_Direction_.
Extract the full set of records that follows, word for word.

_Named object pointing entries_.
-- start --

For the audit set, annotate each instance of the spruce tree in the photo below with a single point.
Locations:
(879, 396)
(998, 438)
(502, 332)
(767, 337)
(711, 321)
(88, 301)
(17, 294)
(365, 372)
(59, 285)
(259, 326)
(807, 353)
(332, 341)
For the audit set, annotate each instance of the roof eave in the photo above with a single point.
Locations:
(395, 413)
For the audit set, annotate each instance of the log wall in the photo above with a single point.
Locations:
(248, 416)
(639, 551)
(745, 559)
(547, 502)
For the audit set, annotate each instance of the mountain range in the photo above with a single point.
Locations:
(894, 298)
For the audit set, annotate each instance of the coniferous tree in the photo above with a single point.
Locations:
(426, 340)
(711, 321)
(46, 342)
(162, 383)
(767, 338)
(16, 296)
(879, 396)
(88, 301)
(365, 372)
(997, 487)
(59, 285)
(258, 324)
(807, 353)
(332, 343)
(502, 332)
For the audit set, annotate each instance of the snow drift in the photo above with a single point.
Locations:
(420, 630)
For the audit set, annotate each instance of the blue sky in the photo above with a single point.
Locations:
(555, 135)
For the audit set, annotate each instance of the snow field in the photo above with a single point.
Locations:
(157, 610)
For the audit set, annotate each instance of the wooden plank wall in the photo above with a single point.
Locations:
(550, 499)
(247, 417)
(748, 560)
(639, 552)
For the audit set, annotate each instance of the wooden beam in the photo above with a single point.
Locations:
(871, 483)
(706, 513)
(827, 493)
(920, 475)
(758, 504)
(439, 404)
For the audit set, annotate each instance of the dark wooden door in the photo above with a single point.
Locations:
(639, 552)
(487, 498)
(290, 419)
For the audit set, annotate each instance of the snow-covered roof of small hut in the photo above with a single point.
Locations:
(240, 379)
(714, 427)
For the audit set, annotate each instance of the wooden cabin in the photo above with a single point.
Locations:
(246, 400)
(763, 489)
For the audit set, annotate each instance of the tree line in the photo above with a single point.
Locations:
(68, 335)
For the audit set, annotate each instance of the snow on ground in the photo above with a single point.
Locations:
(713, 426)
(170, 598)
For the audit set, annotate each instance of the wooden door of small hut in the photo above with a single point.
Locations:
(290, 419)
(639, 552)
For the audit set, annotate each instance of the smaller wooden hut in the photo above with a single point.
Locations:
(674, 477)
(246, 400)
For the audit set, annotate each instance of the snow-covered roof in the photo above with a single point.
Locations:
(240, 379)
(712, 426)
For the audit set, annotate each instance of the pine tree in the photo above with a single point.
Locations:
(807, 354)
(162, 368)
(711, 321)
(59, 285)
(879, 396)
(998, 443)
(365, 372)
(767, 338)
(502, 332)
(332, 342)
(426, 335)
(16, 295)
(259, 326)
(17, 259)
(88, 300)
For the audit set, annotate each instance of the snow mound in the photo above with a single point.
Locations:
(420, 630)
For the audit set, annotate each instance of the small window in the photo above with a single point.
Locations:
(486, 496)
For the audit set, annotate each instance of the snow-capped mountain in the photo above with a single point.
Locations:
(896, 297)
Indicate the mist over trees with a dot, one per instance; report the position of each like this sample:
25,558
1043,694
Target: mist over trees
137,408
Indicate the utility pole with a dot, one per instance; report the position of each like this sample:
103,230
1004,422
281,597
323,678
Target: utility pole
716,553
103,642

-- end --

_The completed task_.
For the audit set, annotate each instance of the spruce tree in the photo below with a single point.
Locations:
(879, 396)
(998, 438)
(502, 332)
(767, 337)
(711, 321)
(88, 301)
(17, 294)
(365, 372)
(59, 285)
(259, 326)
(807, 353)
(332, 341)
For the audit set, annotate each instance of the roof eave in the photo above with a single point.
Locations:
(395, 413)
For the audit set, annotate each instance of the log wall in the photo above with a single point.
Locations:
(248, 416)
(639, 551)
(745, 559)
(547, 502)
For the audit set, annotate each instance of the mountain range in the photo above with a single point.
Locations:
(894, 298)
For the audit set, annotate each instance of the coniferous tree in the photo above with a single point.
Locations:
(426, 340)
(711, 321)
(46, 342)
(162, 383)
(767, 338)
(16, 296)
(879, 396)
(88, 301)
(365, 372)
(997, 487)
(59, 285)
(258, 324)
(807, 353)
(332, 343)
(502, 332)
For the audit set, annotate each instance of the snow drift in the photo above with a single point.
Locations:
(420, 630)
For the audit set, annotate each instance of the blue sky in the photo above with a single point.
Locations:
(555, 135)
For the audit set, annotate each instance of the snow field in the photo above with a single point.
Locations:
(157, 610)
For the audit set, annotate each instance of the wooden plank wall in the photo above with a single point.
Locations:
(550, 499)
(247, 417)
(748, 560)
(639, 552)
For the audit set, annotate each instance of the wooden beam in the photo above with a single point.
Locations:
(871, 483)
(706, 513)
(827, 493)
(920, 475)
(758, 504)
(439, 404)
For the audit set, annotate each instance of the dark wooden door in the photo above with a single point.
Locations:
(639, 552)
(487, 498)
(290, 419)
For the audit set, annotate each instance of the snow-covered roof of small hut in the photo above with a single point.
Locations:
(240, 379)
(714, 427)
For the audit set, annotate each instance of the wooden cabin in the photo above with a single point.
Locations:
(246, 400)
(763, 489)
For the audit set, annotate each instance of the tree line in the photo above with a single point.
Locations:
(68, 335)
For the audit set, annotate each instance of the snow on ground in the photo above with a single point.
Locations:
(713, 426)
(170, 598)
For the audit set, annotate each instance of the wooden door of small hut in the photo above with a single point.
Locations:
(290, 419)
(639, 552)
For the audit set, annotate each instance of the smaller wooden hut in the photo above with a single point.
Locations:
(674, 477)
(246, 400)
For the audit set, annotate each instance of the snow-covered roof in the photo above with a single point.
Locations:
(240, 379)
(712, 426)
For the audit set, annotate each instance of the pine tree in the photo above with a single point.
Locations:
(807, 354)
(162, 368)
(711, 321)
(59, 285)
(879, 396)
(998, 443)
(365, 372)
(767, 338)
(502, 332)
(332, 342)
(426, 335)
(16, 295)
(259, 326)
(17, 259)
(88, 300)
For the audit set, annotate each instance of the snow mound in the photo above with a single point.
Locations:
(420, 630)
For the audit set, annotate each instance of the small window in the photo above with a single point.
Locations:
(486, 496)
For the audit set, annotate each instance of the snow-capped mountain in the photo above with a single point.
Locations:
(896, 297)
Indicate the mist over trees with a dot, one per instance; report the position of each like this sample:
25,558
1043,694
Target: mist over trees
137,408
Indicate the utility pole with a dot, one per instance; report the position of each like this sample:
103,230
1004,422
281,597
323,678
Target: utility pole
716,553
103,642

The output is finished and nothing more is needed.